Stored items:
————

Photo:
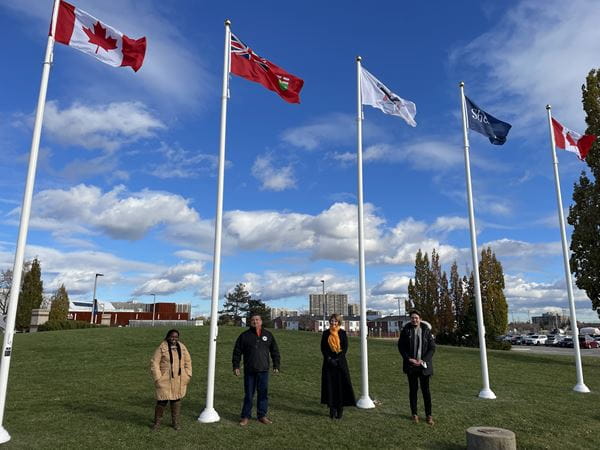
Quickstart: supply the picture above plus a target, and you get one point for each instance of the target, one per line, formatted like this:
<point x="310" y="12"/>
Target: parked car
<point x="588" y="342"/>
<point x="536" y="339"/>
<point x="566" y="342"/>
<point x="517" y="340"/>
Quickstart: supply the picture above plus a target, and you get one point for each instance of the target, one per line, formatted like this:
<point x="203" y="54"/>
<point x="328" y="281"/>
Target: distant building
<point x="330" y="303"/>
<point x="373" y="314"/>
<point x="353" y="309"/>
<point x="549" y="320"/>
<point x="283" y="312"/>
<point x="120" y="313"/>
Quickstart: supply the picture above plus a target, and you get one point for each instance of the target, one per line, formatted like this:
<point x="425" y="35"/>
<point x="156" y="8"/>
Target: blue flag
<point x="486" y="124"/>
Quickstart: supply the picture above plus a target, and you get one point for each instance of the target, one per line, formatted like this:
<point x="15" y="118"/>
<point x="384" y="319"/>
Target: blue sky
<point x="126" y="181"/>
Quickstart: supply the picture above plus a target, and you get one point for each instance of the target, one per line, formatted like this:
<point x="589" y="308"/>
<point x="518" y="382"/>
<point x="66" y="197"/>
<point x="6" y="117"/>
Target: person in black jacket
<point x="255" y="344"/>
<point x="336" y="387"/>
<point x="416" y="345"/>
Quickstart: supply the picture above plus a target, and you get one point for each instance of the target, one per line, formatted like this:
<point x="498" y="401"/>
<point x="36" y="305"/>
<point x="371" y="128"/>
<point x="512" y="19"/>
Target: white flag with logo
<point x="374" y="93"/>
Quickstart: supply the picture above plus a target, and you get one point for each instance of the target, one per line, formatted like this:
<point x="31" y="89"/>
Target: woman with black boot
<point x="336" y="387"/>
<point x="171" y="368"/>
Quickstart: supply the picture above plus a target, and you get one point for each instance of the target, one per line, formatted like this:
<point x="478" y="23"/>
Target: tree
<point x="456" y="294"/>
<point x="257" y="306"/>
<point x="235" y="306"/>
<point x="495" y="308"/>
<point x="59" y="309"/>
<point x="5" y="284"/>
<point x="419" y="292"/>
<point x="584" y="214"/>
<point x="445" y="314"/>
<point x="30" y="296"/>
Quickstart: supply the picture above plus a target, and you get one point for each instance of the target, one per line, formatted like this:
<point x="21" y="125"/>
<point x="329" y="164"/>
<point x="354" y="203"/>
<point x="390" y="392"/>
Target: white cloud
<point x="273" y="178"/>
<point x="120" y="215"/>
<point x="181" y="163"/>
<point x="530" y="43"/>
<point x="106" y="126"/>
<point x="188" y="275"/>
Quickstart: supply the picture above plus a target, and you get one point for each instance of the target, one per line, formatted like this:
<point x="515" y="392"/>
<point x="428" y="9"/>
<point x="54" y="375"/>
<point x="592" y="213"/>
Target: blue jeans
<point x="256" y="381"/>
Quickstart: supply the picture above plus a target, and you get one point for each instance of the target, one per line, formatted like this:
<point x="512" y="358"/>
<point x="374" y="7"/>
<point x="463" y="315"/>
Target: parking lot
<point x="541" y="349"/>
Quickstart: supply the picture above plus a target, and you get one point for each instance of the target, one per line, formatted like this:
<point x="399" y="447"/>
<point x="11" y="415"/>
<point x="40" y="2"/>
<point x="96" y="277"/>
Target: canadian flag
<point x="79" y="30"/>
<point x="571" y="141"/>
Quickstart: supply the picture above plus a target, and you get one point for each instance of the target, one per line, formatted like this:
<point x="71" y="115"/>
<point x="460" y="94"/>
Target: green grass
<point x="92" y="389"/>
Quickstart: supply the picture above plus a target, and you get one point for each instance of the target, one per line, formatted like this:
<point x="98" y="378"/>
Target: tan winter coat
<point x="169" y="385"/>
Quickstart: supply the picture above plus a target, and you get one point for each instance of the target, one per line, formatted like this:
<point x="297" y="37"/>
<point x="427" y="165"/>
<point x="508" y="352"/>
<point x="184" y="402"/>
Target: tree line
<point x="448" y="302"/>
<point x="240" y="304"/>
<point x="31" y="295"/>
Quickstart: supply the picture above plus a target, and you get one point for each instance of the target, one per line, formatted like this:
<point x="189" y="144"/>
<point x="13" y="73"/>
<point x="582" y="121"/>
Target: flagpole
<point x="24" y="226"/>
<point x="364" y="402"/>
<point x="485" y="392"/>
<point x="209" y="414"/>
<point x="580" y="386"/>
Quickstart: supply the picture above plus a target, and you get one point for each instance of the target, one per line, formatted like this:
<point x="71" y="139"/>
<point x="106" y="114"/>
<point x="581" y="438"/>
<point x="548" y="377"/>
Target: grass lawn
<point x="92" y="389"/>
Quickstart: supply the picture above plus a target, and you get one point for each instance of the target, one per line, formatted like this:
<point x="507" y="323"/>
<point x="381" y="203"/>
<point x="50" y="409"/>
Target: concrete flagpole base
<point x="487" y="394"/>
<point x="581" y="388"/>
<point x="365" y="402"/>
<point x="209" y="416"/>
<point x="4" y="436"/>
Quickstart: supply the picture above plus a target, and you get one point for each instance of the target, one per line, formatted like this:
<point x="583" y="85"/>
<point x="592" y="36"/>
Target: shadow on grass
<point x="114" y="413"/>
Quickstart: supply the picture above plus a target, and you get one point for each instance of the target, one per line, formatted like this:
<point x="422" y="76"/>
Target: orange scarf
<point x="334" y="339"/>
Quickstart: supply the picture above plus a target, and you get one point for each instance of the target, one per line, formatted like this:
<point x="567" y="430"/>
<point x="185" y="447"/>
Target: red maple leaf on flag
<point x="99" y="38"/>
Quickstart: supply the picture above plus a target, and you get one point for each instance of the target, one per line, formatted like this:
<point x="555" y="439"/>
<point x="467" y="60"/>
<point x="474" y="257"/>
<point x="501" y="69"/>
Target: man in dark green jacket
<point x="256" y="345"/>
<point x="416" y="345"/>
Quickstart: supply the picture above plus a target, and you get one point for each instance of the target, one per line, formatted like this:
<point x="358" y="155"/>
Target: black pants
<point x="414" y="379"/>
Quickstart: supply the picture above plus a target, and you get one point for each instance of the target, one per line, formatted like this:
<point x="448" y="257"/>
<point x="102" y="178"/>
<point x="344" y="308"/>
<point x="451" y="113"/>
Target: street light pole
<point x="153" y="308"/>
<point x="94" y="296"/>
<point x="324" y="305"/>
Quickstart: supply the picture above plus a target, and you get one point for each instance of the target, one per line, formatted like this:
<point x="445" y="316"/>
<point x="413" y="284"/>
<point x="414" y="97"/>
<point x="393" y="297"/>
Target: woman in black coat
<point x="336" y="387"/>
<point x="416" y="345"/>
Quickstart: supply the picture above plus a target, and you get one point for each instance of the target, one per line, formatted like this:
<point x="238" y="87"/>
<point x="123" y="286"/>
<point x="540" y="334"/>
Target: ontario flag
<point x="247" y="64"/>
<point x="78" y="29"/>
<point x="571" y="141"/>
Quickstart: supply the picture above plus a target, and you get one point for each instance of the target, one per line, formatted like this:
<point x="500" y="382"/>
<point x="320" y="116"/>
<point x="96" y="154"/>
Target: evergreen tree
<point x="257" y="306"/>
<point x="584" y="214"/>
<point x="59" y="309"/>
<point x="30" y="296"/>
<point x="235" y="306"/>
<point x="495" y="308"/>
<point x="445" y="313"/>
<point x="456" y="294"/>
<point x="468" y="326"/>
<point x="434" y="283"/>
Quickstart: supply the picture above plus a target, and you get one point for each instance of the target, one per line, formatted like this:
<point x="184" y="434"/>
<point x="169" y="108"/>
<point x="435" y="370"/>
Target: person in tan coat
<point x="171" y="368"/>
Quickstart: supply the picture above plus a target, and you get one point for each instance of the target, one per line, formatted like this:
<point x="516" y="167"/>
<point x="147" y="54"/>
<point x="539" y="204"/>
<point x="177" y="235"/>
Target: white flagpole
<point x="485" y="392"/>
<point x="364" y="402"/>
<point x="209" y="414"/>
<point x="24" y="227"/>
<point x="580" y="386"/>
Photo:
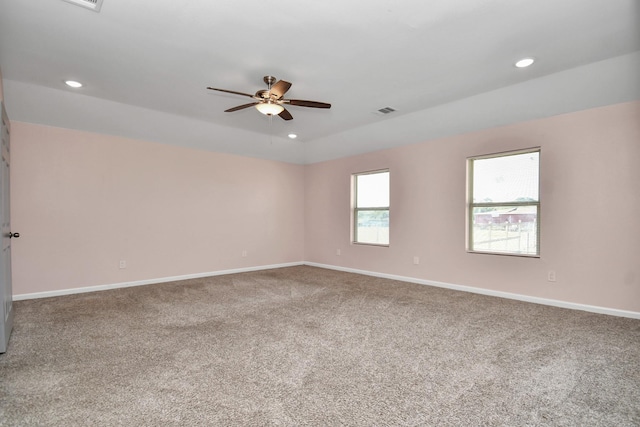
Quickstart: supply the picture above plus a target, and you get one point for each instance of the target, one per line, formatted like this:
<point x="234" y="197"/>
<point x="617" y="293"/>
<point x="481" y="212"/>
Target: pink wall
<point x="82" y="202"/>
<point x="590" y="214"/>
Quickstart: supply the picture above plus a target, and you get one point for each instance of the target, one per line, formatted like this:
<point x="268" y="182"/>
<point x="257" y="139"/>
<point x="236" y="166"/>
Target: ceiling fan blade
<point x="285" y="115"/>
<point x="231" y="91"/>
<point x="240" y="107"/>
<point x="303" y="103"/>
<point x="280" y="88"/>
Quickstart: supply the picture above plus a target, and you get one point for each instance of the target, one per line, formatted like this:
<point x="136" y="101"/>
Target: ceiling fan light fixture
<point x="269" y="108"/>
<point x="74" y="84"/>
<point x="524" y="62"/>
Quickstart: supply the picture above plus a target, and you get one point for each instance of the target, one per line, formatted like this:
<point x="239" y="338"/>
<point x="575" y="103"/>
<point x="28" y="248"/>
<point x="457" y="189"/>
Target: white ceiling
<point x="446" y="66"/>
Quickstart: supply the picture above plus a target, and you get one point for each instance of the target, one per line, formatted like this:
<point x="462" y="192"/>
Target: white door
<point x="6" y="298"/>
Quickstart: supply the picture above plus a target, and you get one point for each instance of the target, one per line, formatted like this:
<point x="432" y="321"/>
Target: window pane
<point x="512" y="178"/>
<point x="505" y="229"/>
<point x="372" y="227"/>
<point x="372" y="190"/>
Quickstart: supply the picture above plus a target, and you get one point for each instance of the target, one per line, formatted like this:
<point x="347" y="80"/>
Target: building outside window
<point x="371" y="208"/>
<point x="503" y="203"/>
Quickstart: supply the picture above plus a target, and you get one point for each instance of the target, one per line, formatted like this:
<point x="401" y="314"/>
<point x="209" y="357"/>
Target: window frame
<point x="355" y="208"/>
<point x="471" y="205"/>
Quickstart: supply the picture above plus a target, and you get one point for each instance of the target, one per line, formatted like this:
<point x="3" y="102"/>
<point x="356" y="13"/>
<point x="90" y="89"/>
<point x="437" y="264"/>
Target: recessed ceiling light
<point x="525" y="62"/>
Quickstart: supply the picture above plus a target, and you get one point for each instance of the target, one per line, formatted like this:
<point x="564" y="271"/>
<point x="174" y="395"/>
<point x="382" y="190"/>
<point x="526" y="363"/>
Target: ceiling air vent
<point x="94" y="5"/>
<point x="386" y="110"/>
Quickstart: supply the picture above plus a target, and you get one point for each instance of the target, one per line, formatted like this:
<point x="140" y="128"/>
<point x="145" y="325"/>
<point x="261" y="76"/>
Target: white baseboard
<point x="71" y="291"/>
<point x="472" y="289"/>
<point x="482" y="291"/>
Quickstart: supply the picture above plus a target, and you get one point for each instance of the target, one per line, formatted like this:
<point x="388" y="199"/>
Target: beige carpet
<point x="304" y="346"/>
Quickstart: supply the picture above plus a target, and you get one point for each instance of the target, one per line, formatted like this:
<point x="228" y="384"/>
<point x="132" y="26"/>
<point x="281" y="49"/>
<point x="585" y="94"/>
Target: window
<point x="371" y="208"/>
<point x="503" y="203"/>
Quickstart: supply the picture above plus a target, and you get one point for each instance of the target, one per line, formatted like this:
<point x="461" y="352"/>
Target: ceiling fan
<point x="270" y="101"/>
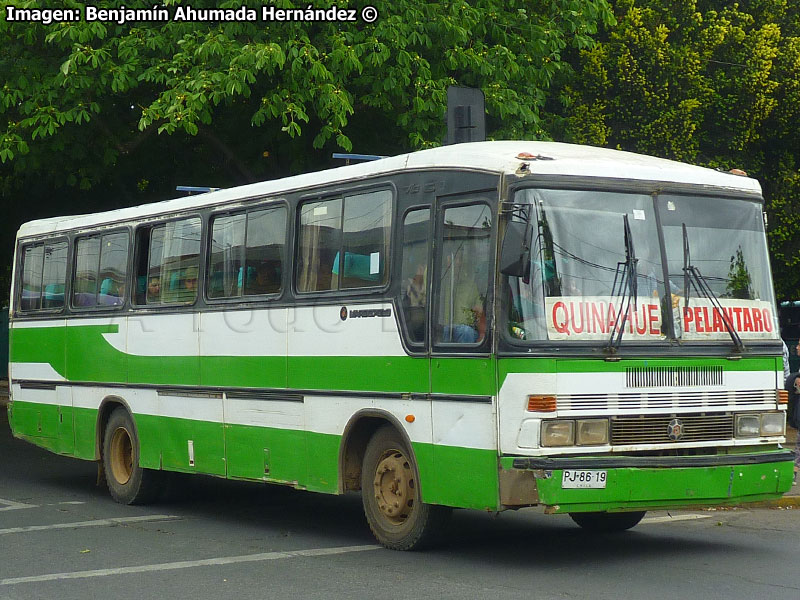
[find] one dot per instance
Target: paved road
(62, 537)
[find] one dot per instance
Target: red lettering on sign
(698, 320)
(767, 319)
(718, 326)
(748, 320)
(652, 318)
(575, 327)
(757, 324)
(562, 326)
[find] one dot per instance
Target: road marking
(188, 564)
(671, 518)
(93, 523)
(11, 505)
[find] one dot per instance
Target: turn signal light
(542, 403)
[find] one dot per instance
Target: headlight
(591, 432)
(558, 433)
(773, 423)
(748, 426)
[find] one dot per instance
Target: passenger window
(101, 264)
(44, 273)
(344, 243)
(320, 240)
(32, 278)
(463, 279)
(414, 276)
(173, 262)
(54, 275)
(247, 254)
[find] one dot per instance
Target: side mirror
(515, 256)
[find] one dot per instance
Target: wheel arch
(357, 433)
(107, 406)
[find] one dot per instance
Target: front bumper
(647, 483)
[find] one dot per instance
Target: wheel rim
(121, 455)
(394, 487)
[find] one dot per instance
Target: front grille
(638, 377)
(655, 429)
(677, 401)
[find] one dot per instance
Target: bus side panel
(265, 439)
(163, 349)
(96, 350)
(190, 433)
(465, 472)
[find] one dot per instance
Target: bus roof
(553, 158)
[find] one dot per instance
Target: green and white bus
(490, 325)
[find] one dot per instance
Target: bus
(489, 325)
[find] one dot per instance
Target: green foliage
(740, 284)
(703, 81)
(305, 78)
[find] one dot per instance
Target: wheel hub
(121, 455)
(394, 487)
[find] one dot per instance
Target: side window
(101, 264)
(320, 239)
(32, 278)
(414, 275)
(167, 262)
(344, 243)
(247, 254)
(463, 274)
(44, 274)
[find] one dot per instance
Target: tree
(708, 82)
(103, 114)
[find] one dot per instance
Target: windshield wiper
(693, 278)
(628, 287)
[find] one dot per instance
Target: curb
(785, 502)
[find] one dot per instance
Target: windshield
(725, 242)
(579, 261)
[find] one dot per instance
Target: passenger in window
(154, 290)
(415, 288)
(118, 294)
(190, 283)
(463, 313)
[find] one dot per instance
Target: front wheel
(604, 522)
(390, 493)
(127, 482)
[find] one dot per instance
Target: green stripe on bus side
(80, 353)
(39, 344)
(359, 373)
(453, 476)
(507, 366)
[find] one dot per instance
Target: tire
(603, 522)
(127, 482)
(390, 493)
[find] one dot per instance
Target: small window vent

————

Write out exactly the lines that run from the one containing "Target: front wheel" to the end of the records, both end lines included.

◆ **Result of this task**
Target: front wheel
(604, 522)
(390, 493)
(127, 482)
[find] one dot per instance
Target: green stripe on bus side
(80, 353)
(39, 344)
(359, 373)
(453, 476)
(507, 366)
[find] one dot per instance
Target: tire
(603, 522)
(127, 482)
(390, 493)
[find] one dot per instance
Target: small window vent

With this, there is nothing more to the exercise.